*DATA TO PROCESS:*

***

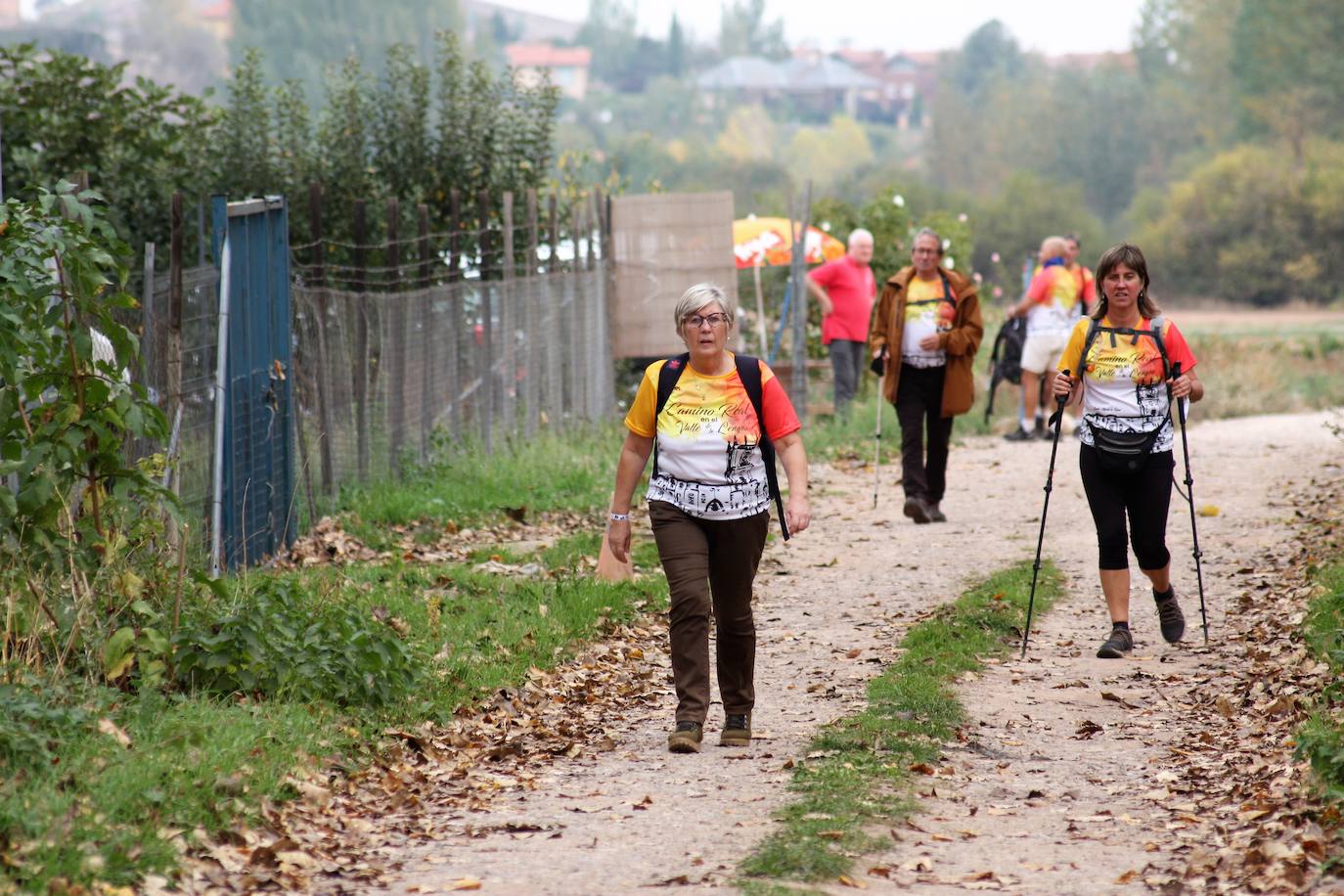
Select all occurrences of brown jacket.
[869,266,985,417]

***

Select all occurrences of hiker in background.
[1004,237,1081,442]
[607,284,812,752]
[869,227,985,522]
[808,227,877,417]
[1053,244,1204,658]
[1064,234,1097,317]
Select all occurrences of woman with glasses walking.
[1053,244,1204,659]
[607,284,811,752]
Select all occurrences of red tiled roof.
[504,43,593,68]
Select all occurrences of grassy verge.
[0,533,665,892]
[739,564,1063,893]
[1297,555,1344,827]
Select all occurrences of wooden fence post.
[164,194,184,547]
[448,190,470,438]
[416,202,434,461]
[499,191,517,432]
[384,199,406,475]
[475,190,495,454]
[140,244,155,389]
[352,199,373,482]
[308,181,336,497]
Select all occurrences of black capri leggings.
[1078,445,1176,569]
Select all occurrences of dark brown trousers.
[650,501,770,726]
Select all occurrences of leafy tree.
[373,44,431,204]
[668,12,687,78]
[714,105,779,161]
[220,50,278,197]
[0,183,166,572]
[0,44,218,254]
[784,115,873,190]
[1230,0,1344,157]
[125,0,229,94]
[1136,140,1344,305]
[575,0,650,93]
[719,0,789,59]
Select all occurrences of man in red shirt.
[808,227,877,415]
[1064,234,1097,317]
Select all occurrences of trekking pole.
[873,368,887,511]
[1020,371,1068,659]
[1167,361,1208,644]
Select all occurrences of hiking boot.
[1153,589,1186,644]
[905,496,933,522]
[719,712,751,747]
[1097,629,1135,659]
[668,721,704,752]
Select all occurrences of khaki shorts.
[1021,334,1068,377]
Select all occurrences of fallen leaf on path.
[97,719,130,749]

***

Reproduce the section of the data that opens with the line containing "Select all occurrences of hiker" and closes with the line containing "[607,284,811,752]", switching "background" to "distance" and leaving everything else unchanged. Give only those lines.

Select all occurrences of hiker in distance.
[1004,237,1081,442]
[607,284,812,752]
[869,227,985,522]
[808,227,877,417]
[1053,244,1204,658]
[1064,234,1097,317]
Select all occurrences of woman with glasses walking.
[1053,244,1204,659]
[607,284,811,752]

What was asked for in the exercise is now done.